DATA EXTRACT =>
━━━

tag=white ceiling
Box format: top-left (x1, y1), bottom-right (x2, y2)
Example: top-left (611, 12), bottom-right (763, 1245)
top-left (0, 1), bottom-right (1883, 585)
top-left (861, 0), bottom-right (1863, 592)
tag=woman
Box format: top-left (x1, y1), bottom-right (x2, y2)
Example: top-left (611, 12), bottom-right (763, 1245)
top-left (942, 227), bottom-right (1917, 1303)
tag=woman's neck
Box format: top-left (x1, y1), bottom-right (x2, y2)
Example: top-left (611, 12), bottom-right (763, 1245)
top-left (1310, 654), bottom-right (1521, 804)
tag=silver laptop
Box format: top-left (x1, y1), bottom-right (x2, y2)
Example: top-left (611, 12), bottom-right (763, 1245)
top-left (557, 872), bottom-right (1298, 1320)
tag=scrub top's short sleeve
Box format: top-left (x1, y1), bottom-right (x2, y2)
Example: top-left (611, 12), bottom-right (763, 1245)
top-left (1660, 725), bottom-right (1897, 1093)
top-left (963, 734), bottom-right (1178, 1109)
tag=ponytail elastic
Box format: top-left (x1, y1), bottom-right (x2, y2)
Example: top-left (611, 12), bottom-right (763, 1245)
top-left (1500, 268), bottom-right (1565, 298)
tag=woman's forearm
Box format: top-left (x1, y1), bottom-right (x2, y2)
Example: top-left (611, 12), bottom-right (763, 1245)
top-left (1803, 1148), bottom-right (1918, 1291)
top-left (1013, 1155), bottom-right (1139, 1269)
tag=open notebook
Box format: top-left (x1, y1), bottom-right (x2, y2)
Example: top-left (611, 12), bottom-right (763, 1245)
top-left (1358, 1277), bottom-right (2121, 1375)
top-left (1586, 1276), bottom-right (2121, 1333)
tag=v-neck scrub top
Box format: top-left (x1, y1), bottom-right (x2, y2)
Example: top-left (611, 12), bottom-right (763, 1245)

━━━

Copy out the whole listing exactly; please set it all down.

TASK OUTPUT =>
tag=white ceiling
Box format: top-left (x1, y1), bottom-right (x2, y2)
Example: top-left (611, 12), bottom-right (763, 1245)
top-left (0, 1), bottom-right (1883, 585)
top-left (861, 0), bottom-right (1863, 592)
tag=woman
Box format: top-left (x1, y1), bottom-right (x2, y2)
Example: top-left (611, 12), bottom-right (763, 1245)
top-left (942, 227), bottom-right (1917, 1303)
tag=woman's neck
Box format: top-left (x1, y1), bottom-right (x2, y2)
Example: top-left (611, 12), bottom-right (763, 1245)
top-left (1310, 654), bottom-right (1521, 804)
tag=silver laptop
Box format: top-left (x1, y1), bottom-right (x2, y2)
Example: top-left (611, 12), bottom-right (763, 1245)
top-left (557, 872), bottom-right (1298, 1320)
tag=scrub top's short sleeve
Box format: top-left (x1, y1), bottom-right (x2, y2)
Example: top-left (611, 12), bottom-right (763, 1245)
top-left (1660, 725), bottom-right (1897, 1093)
top-left (963, 734), bottom-right (1178, 1109)
tag=ponytail elastic
Box format: top-left (x1, y1), bottom-right (x2, y2)
Example: top-left (611, 12), bottom-right (763, 1245)
top-left (1500, 268), bottom-right (1565, 298)
tag=woman's forearm
Box format: top-left (x1, y1), bottom-right (x2, y2)
Example: top-left (611, 12), bottom-right (763, 1245)
top-left (1803, 1148), bottom-right (1918, 1291)
top-left (1013, 1155), bottom-right (1139, 1269)
tag=open notebook
Box format: top-left (x1, y1), bottom-right (x2, y2)
Example: top-left (611, 12), bottom-right (763, 1245)
top-left (1358, 1277), bottom-right (2121, 1375)
top-left (1586, 1276), bottom-right (2121, 1333)
tag=v-neck scrub top
Box format: top-left (x1, y1), bottom-right (x2, y2)
Example: top-left (611, 12), bottom-right (763, 1245)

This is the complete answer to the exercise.